For this reason, it was with great interest that I read Alison Gopnik’s June 2020 article titled “Childhood as a solution to explore–exploit tensions” from the journal Philosophical Transactions of The Royal Society B.

Did I read that title right? Could children somehow be the solution to this intractable problem?

In the article, Gopnik makes two arguments. First, she argues that children are exceptional learners because they are exceptional explorers. Children may lack the sort of intelligence generally valued by adults (as Gopnik writes children “lack ‘executive function’ abilities and capacities for focused and directed attention and are notoriously bad at long-term planning and deferred gratification”), but they are learning sponges. A child’s brain is more flexible, sensitive and plastic. Many more new synaptic connections are made in early life than in adulthood. Before they even go to school, children learn about “objects, people, animals and plants creating intuitive theories of the physics, biology and psychology of the world around them.” Indeed, children are especially good (even better than adults) at exploratory ‘active learning’ that involves the pursuit of information about the world. Exploration is key to the way that children learn.

Second, she argues that human childhood has unique characteristics (that may in fact be an evolutionary advantage). Human childhood is “distinctively long and protected,” which allows for an extended period of broad exploration. This exploration phase, Gopnik writes, is particularly important for humans because we exist in “variable and dynamic environments.” If we relied solely on “cultural learning” (lessons passed down from one generation to the next), we’d risk getting stuck on local optima, and miss out on the novel, abstract features of our changing and evolving environment. Children enable us all to adapt and uncover new opportunities to exploit.

In other words, children, with their protracted and protected childhood, are our inadvertent solution to the explore–exploit tradeoff as a species.

PROVIDED MATERIAL ::
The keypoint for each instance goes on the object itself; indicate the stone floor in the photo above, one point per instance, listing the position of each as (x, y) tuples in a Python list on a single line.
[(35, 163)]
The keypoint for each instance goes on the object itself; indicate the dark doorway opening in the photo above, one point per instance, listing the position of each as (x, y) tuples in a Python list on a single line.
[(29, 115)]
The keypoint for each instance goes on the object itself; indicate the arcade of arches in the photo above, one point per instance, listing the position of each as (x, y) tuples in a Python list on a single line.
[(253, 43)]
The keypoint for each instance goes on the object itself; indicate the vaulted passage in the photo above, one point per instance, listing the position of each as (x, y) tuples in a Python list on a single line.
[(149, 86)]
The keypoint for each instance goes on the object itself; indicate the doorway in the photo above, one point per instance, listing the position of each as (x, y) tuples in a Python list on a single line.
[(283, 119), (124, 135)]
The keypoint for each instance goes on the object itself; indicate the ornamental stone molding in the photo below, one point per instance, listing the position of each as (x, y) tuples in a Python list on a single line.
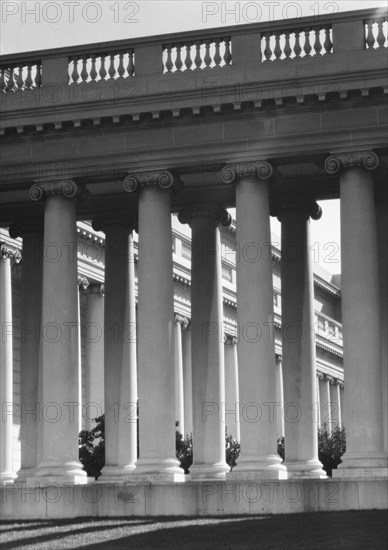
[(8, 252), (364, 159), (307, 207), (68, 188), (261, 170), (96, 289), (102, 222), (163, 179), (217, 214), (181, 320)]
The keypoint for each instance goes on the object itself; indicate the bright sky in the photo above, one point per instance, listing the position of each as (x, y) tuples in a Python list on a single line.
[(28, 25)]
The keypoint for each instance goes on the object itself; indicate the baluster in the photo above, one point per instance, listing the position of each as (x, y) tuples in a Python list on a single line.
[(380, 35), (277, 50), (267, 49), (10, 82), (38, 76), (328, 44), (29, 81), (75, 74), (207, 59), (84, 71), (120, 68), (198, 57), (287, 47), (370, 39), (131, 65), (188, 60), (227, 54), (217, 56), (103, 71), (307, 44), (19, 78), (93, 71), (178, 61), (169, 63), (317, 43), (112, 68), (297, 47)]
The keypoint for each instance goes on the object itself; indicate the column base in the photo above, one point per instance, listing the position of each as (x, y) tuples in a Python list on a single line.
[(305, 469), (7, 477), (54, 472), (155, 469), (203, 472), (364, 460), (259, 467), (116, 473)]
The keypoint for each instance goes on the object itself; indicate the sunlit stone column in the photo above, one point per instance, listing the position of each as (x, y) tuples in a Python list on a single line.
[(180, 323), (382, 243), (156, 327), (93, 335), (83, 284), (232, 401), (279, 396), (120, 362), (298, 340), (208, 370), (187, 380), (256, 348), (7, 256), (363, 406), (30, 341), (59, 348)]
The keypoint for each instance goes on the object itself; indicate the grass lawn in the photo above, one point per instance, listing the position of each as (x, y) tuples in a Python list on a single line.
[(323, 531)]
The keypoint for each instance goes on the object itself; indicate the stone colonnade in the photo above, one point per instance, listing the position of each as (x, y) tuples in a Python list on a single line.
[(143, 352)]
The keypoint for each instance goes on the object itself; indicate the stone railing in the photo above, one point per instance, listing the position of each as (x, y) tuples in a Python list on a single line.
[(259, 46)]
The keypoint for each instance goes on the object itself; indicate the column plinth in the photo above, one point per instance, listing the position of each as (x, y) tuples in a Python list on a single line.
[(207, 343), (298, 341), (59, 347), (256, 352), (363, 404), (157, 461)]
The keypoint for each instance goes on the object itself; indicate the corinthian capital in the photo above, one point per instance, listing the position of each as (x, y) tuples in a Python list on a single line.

---

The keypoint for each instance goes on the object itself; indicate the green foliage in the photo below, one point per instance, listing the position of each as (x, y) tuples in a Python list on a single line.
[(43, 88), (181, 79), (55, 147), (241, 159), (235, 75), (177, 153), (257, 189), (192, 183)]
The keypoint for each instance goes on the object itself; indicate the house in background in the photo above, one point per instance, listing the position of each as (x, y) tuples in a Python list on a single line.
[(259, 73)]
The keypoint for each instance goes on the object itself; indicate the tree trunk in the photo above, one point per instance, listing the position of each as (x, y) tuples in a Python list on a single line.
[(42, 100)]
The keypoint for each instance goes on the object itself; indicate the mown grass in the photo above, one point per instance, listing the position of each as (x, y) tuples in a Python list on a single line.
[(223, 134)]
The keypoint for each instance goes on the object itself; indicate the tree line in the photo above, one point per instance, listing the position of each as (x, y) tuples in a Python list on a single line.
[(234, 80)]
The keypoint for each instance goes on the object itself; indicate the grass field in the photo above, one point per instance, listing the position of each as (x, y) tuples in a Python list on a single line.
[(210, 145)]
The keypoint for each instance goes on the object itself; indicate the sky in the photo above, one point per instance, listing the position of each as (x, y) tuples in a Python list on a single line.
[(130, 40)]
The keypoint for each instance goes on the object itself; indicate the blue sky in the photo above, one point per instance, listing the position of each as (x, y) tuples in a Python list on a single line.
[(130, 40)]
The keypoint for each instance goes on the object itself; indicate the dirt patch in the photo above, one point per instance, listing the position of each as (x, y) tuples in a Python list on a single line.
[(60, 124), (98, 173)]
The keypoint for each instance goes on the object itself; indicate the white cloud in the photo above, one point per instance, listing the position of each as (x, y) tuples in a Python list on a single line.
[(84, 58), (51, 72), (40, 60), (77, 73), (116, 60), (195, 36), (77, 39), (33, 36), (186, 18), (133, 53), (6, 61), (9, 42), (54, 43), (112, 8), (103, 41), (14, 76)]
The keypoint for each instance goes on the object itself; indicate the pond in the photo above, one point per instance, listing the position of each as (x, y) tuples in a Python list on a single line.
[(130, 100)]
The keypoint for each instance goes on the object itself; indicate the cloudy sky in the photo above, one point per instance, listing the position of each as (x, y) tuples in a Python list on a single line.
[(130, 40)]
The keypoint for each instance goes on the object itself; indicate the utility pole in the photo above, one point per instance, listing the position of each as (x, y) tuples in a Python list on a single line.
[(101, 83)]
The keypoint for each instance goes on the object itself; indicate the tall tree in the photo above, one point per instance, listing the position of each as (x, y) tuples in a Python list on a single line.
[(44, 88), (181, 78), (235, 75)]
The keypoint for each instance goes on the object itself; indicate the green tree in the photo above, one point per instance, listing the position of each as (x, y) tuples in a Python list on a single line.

* * *

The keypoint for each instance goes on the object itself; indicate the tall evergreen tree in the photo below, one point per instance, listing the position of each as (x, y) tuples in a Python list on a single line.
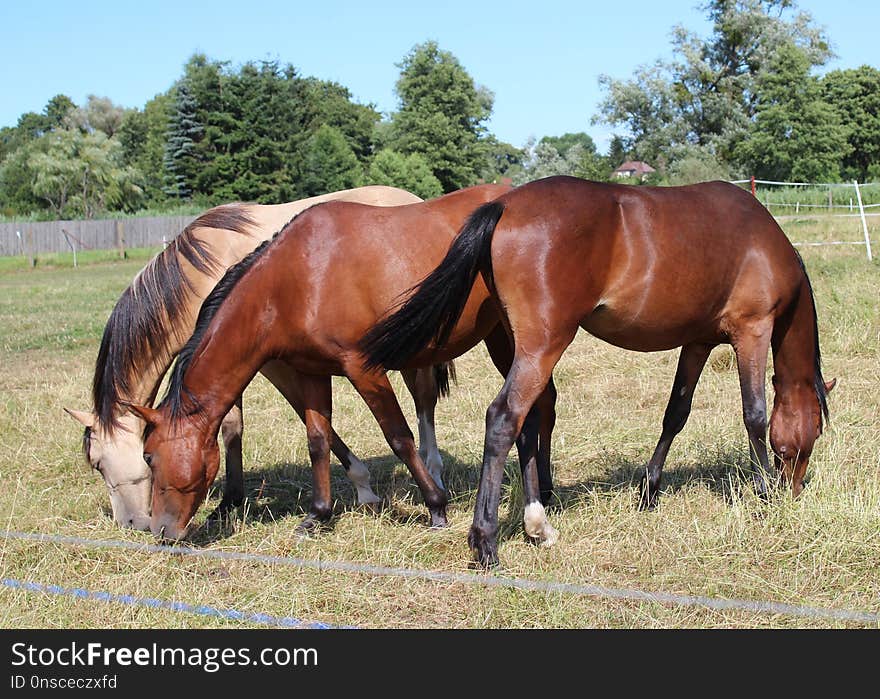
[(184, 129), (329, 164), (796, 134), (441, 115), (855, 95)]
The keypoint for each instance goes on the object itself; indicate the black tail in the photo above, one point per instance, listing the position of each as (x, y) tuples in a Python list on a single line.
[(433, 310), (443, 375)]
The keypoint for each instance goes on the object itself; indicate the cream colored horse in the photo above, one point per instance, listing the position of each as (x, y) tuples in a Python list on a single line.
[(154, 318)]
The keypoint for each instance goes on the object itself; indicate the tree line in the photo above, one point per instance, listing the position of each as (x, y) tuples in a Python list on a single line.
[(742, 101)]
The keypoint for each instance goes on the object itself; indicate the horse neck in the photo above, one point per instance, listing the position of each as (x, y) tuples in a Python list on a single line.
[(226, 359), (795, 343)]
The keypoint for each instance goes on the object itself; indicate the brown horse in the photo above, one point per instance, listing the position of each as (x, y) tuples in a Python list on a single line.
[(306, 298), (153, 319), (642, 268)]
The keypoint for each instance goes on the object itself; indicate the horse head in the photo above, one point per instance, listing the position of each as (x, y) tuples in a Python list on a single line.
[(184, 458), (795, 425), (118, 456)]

REQUIRED ACTION 1 :: In the excerpt on childhood and the explore–exploit tradeoff, which journal published Gopnik's article?
REQUIRED ACTION 2 :: Reproduce the passage of the excerpt on childhood and the explore–exploit tradeoff from "Second, she argues" to "as a species.".

ANSWER BOX 1 :: Philosophical Transactions of The Royal Society B.

ANSWER BOX 2 ::
Second, she argues that human childhood has unique characteristics (that may in fact be an evolutionary advantage). Human childhood is “distinctively long and protected,” which allows for an extended period of broad exploration. This exploration phase, Gopnik writes, is particularly important for humans because we exist in “variable and dynamic environments.” If we relied solely on “cultural learning” (lessons passed down from one generation to the next), we’d risk getting stuck on local optima, and miss out on the novel, abstract features of our changing and evolving environment. Children enable us all to adapt and uncover new opportunities to exploit.

In other words, children, with their protracted and protected childhood, are our inadvertent solution to the explore–exploit tradeoff as a species.